• **Required work**: Format the lines below as a JSON list of strings, one string per line with blank lines left out. Include only the part that opens with the line containing "139, row 101?" and closes with the line containing "column 534, row 85", both of those lines included.

-- Start of Records supplied --

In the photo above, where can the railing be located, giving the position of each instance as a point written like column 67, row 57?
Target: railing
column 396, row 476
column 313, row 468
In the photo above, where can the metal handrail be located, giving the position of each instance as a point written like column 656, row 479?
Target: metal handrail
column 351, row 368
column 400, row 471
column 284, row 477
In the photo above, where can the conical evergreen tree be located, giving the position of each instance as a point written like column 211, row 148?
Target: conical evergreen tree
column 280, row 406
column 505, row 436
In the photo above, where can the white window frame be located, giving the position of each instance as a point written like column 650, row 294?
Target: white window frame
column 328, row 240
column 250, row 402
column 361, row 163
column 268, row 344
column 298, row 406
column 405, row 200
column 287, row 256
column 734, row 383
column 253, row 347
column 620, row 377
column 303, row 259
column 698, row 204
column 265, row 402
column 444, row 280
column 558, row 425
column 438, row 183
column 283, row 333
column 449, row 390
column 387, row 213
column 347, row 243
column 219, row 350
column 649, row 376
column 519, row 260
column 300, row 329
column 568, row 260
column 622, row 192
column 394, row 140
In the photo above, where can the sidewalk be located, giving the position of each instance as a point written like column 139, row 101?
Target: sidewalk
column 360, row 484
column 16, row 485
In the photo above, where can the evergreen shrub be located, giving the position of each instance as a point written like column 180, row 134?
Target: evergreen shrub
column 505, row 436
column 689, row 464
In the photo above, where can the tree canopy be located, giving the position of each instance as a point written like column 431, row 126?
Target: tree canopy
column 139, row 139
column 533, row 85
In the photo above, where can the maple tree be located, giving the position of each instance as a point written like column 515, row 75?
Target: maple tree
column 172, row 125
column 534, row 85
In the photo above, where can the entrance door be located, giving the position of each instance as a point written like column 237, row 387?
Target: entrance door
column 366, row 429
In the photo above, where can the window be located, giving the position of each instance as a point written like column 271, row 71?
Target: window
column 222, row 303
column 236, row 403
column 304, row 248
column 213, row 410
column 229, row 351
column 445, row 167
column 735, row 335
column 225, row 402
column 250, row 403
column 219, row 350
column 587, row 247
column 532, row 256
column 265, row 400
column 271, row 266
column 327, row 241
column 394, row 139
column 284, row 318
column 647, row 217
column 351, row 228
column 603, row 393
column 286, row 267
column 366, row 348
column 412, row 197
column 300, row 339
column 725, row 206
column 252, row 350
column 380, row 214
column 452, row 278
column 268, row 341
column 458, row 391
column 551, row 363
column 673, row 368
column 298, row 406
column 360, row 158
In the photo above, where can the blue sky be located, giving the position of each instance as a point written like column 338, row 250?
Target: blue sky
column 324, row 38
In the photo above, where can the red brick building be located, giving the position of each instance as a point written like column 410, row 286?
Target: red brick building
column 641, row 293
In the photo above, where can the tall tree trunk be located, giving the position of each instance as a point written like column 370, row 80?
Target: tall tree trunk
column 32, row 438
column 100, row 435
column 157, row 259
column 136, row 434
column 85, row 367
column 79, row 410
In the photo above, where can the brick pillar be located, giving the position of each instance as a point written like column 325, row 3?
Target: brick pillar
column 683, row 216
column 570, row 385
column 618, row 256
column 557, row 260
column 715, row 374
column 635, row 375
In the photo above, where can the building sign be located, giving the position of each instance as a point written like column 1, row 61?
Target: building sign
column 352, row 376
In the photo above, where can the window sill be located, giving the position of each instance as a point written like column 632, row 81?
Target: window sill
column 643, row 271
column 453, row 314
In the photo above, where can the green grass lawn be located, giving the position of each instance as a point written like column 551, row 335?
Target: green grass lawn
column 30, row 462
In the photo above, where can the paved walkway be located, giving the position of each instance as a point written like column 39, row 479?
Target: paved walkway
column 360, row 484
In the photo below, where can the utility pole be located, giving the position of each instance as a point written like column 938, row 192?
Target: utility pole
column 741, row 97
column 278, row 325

-- End of Records supplied --
-- Start of Records supplied --

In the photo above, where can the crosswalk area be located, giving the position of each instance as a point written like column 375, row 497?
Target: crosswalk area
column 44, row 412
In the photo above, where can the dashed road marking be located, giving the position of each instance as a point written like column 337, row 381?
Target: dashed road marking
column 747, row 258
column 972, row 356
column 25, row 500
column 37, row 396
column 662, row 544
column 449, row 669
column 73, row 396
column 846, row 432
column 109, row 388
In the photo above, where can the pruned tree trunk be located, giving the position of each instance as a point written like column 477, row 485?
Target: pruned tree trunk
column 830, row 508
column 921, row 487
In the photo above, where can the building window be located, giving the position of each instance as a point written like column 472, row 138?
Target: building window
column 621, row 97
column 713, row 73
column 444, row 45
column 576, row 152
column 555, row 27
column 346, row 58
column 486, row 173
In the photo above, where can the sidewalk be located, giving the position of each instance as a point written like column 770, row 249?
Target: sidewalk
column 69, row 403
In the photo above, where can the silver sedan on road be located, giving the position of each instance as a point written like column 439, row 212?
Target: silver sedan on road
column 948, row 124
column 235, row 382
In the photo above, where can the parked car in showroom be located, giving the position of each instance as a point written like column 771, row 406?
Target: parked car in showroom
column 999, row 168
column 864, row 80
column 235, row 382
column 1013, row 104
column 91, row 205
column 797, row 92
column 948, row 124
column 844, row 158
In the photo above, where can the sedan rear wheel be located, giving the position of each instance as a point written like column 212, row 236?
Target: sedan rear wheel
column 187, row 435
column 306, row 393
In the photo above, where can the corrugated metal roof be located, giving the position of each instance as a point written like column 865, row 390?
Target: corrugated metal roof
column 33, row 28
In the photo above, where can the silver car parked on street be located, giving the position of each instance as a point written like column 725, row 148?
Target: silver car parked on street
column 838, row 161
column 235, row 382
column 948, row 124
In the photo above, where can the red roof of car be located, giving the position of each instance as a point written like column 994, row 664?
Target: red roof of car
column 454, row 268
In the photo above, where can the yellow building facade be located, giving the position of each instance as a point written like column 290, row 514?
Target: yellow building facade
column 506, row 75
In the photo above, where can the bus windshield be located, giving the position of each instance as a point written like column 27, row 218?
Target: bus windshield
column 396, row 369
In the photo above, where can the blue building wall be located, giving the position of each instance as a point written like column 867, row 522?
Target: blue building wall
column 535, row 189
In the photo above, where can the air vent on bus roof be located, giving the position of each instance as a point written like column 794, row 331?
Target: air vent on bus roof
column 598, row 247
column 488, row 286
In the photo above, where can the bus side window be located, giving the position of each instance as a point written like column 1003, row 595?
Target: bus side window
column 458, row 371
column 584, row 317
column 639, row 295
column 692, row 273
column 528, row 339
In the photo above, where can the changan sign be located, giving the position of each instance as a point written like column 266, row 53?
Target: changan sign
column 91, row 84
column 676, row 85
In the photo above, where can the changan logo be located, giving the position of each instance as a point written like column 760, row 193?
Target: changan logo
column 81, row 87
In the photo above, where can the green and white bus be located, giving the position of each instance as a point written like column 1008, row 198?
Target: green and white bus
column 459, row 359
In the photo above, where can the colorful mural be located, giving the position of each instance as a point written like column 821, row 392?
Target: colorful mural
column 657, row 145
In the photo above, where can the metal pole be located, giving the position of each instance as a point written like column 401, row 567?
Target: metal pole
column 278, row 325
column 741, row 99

-- End of Records supplied --

• **Response**:
[
  "In the photo above, where can the sidewalk be located, giving the position of each instance as a point written like column 139, row 101?",
  "Target: sidewalk",
  "column 360, row 484",
  "column 16, row 485",
  "In the photo above, where can the evergreen shrub be located, giving the position of each instance as a point written like column 180, row 134?",
  "Target: evergreen shrub",
  "column 505, row 436",
  "column 689, row 464",
  "In the photo above, where can the tree canopy be located, giving the position of each instance as a point written like column 431, row 126?",
  "Target: tree canopy",
  "column 139, row 139",
  "column 533, row 85",
  "In the photo above, where can the maple tree be located, giving the position of each instance as a point written like column 515, row 75?",
  "Target: maple tree",
  "column 172, row 125",
  "column 534, row 85"
]